> **Exercise details**
Write the next part of the podcast write-up on the rights and responsibilities of the stud dog owner, starting after its last sentence.

> **Document extract**
-*-

544 — Rights and Responsibilities of the Stud Dog Owner

EOAD in Rhodesian Ridgebacks (1)

Rights and Responsibilities of the Stud Dog Owner

Dale Martenson of Touche Japanese Chin joins host Laura Reeves for a deep dive on the rights and responsibilities of the stud dog owner. The two long-time breeders break down the top five considerations for owners to consider as they decide whether and with which females to breed their male dogs.


Stud dog owners typically will choose to either receive a stud fee or the choice of a puppy from the resulting litter in lieu of a stud fee. The amount of the stud fee, timing of when it’s paid and choice of puppy are all items up for discussion amongst the parties, Martenson noted, but whatever is decided should *always* be put in writing in a contract.

Pick and Choose

Owners of popular stud dogs will be in a position to select the ideal mates for their dog. But that requires having specific criteria, knowing the broad background of the breed, the pedigree of both dogs, the health, temperament and potential disqualifying faults and, finally, the ethics of the breeder with whom they are doing business.

Popular Sire Syndrome

Knowing what thebottlenecks are in a breed are part of the stud dog owner’s responsibilities. Population genetics come in to play as stud dog owners balance a desire to see beneficial aspects of their dogs used to strengthen the breed with a question of when does that become “too much” and impact the long-term health of the breed as a whole.

-*-

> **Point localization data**
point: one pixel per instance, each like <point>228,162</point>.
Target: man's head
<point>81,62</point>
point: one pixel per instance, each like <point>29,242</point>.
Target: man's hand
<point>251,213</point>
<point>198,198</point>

-*-

> **Answer below**
Preservation Breeding

Within small gene pools and truly rare breeds, owners of stud dogs will often make different decisions about allowing their dog to be used than owners of more popular breeds. For breeds with these “gene puddles,” the implications of using or not using a particular stud dog carry significantly more weight simply due to the sheer numbers or lack therof.

Relationship Building

“Establish a relationship (with the stud dog owner),” Martenson said. “Because I think right now, breeding requires more of a relationship than it did before. I think that you have to have that. You’re just not going to take a phone call and someone comes by with a brucellosis test and breed their bitch and take their check. That’s just not today’s environment.”